■ Exercise prompt: Reproduce the whole of the records exactly, and make sure no picture is carried into the result.

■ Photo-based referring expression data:
------------------------------------------------------------------------

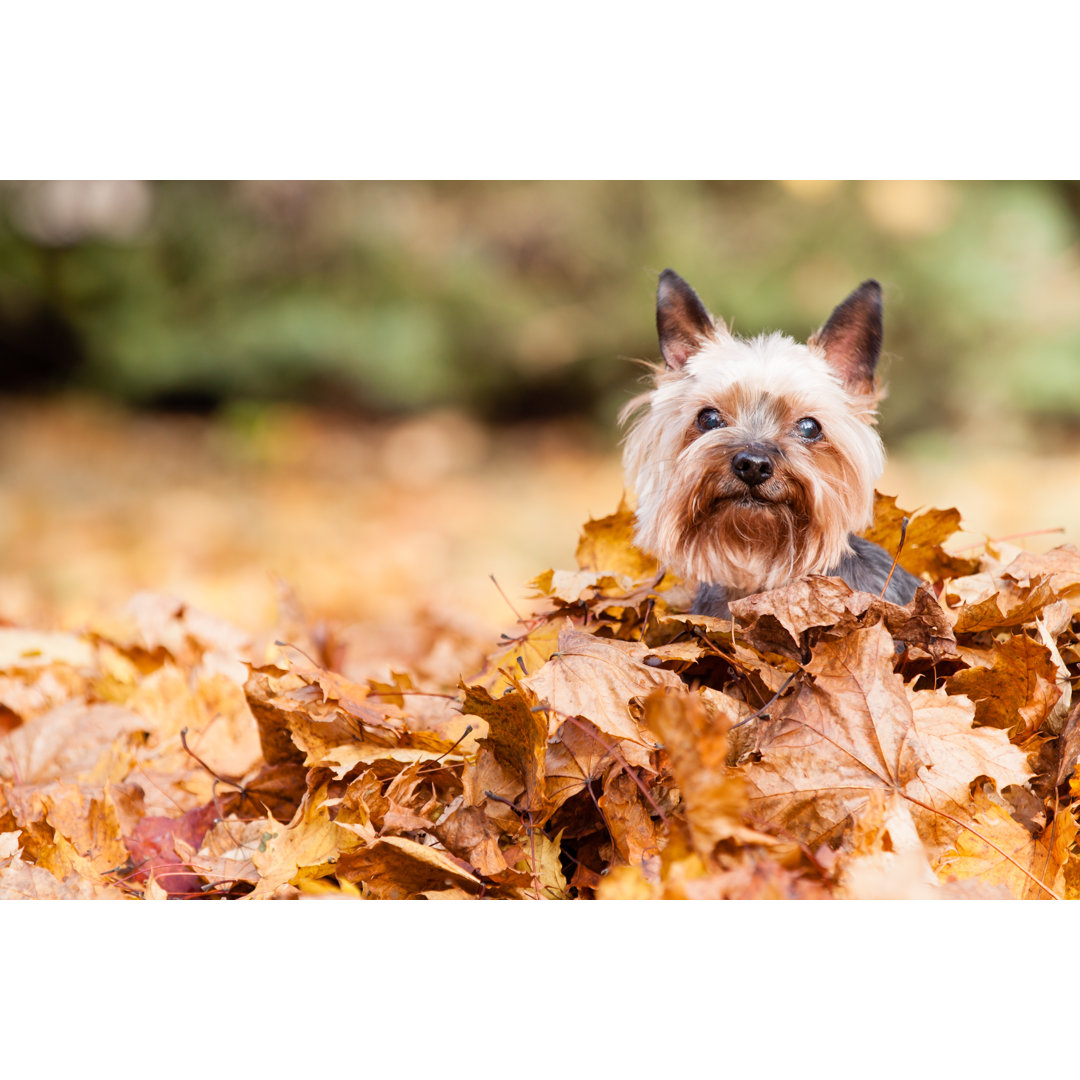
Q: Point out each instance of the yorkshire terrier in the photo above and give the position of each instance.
(754, 461)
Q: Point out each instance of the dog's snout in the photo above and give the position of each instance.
(752, 467)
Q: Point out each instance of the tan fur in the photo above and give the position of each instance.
(698, 517)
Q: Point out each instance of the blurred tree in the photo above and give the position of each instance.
(517, 299)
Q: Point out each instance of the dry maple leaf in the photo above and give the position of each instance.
(396, 868)
(68, 742)
(607, 547)
(696, 742)
(1014, 686)
(309, 846)
(780, 620)
(998, 851)
(516, 737)
(597, 678)
(927, 530)
(854, 729)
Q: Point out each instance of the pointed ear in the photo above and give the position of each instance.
(683, 323)
(851, 339)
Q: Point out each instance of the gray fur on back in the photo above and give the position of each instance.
(864, 568)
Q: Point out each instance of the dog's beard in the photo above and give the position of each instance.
(710, 526)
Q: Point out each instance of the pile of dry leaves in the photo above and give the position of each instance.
(823, 743)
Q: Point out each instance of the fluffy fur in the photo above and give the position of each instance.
(736, 490)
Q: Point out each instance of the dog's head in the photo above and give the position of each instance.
(753, 460)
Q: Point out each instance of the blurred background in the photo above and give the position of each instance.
(382, 393)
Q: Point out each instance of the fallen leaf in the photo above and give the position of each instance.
(396, 868)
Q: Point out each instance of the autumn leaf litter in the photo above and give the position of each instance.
(821, 744)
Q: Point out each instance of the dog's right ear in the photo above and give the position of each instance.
(683, 323)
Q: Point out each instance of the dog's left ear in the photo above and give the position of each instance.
(851, 339)
(683, 323)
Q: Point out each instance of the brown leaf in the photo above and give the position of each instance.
(922, 553)
(597, 678)
(309, 846)
(847, 732)
(630, 822)
(89, 824)
(22, 880)
(696, 742)
(67, 742)
(607, 547)
(1014, 688)
(981, 853)
(516, 737)
(397, 868)
(1004, 608)
(1060, 565)
(778, 621)
(469, 833)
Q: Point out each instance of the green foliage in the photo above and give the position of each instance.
(511, 298)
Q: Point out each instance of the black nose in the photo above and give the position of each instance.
(752, 467)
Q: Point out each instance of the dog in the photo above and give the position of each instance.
(754, 460)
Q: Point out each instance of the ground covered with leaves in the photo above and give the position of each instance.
(823, 743)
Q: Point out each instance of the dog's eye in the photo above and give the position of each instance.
(709, 419)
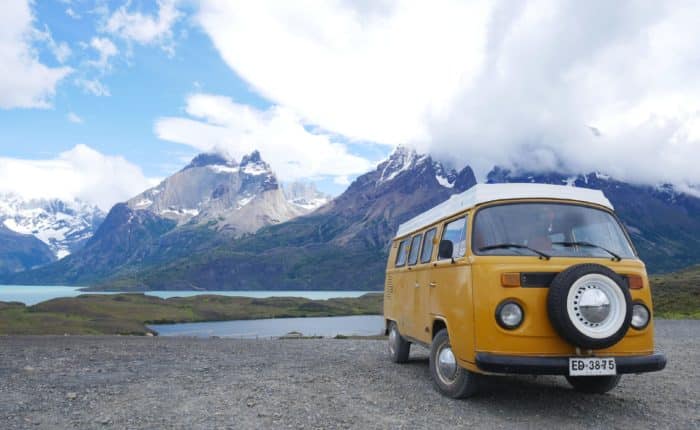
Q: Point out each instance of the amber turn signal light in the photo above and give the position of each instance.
(510, 280)
(636, 282)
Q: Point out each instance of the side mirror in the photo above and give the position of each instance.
(445, 250)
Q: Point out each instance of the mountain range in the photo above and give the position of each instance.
(219, 225)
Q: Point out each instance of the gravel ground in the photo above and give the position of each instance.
(130, 382)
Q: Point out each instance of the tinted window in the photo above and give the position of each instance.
(553, 228)
(456, 232)
(413, 253)
(427, 252)
(401, 254)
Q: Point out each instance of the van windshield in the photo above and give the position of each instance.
(556, 229)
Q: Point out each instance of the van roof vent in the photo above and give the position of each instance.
(482, 193)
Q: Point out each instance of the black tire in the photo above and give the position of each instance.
(399, 348)
(593, 384)
(557, 307)
(463, 384)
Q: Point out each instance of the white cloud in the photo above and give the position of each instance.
(218, 123)
(61, 51)
(105, 50)
(93, 86)
(71, 13)
(145, 29)
(24, 82)
(74, 118)
(484, 82)
(81, 173)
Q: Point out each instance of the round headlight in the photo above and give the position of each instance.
(640, 316)
(509, 315)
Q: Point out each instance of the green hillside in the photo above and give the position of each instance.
(677, 295)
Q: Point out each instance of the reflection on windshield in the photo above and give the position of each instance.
(559, 230)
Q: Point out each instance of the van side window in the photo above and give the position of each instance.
(413, 253)
(401, 254)
(427, 252)
(456, 232)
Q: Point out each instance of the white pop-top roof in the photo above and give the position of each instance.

------------------------------------------------------------------------

■ Task answer:
Q: Point out each instance of the yorkshire terrier in the photo above and give the position of each instance.
(754, 461)
Q: Point out each instance of the dog's snout in the photo above and give the position of each instance.
(752, 467)
Q: Point out each instance of the tan fur in the photo above and give the position of each instance.
(698, 517)
Q: Point out each instance of the blurred tree in the photo above and give the position of each instance.
(517, 299)
Q: Point out each instance of the dry maple leaf in the photo above and give the position of each instance.
(396, 868)
(68, 742)
(607, 547)
(696, 742)
(1014, 686)
(309, 846)
(780, 620)
(998, 851)
(516, 737)
(597, 678)
(927, 530)
(854, 729)
Q: Point out each instance of the pointed ear in the photo above and give the position of each instance.
(683, 323)
(851, 339)
Q: Point out each instance of the gray fur on back in the photo above and give the position of each instance.
(864, 568)
Q: Point out each instance of the dog's beard in the photo above and give the position of each instance.
(710, 526)
Q: Point out each instance of the pile of dry leaves in the photo above and give the position of each instance.
(823, 743)
Q: Point out each instance of the fluffy fur in the photo above and give the position of each instance.
(736, 490)
Q: Point out each instance of the dog's head in the photo above and give the position of each instance.
(753, 460)
Q: Point out each instance of the blurred background in the photo above and give the position of each instance.
(382, 393)
Q: Point out each instance of the fallen leaf in the photo above and give the position of each instance.
(396, 868)
Q: Point out each instance of the autumn leaf litter in the photo above and give the position of each instance.
(821, 744)
Q: Point out each instance of the dog's right ear in the photo above and give the position of each instance.
(683, 323)
Q: Point out each instance of the dog's left ear in the photo above and give the position of each instance.
(851, 339)
(683, 323)
Q: Point out each instance of the brown leaf in the photo above and give the position of each instance.
(922, 553)
(597, 678)
(309, 846)
(847, 732)
(630, 822)
(89, 824)
(22, 880)
(696, 742)
(67, 742)
(607, 547)
(1014, 688)
(981, 853)
(516, 737)
(397, 868)
(1004, 608)
(1060, 565)
(778, 621)
(469, 833)
Q: Point out each instance of the green foliage in the photo above and give the position of each instance.
(511, 298)
Q: Point out each instance of the black nose in the photo above and give the position of each instance.
(752, 467)
Q: Point out each instance of the dog in the photo above and give the position of each instance.
(754, 460)
Q: Point out each instance of the ground covered with leaves in the photo above and give the position of each instance.
(823, 743)
Q: Point out each instance of the dog's eye in the photo above and give the position of each instance.
(709, 419)
Q: Point out each instance of the amber turn signal light in the photo above and give the position of each instance.
(510, 280)
(636, 282)
Q: Point out each instance of the side mirror in the photo above and give the position of each instance.
(445, 250)
Q: Point out each instance of the mountain range in the photo above and give the position of each instance.
(219, 225)
Q: Point out each instance of the gravel ground in the photo above and give the position of each instance.
(130, 382)
Q: Point out each instance of the tinted window in the photo above and give the position of each instance.
(553, 228)
(456, 232)
(413, 253)
(427, 252)
(401, 254)
Q: Point out each instance of the van windshield in the photo above and give the position of each instance.
(556, 229)
Q: Point out each instance of the van roof vent in the photo above and give the position of each instance.
(482, 193)
Q: Point out each instance of the black tire in the photo above and give the position of each instance.
(399, 348)
(593, 384)
(557, 307)
(463, 384)
Q: Point out each instance of the white cloud in the photo above and give the position of each instance.
(218, 123)
(61, 51)
(105, 50)
(93, 86)
(71, 13)
(145, 29)
(24, 82)
(74, 118)
(484, 82)
(81, 173)
Q: Point out each instance of the round headlight in the photo above and give the position of each instance.
(640, 316)
(509, 315)
Q: Point out each instance of the green hillside in the photo above and give the position of each instance.
(677, 295)
Q: Point out each instance of the reflection on windshield in the photo above and give the position of each instance.
(559, 230)
Q: Point out each instance of the van side window in the photo above and give the position of each instance.
(413, 253)
(401, 254)
(427, 252)
(456, 232)
Q: Point out each instance of the white pop-top roof in the photo above and give the position of each instance.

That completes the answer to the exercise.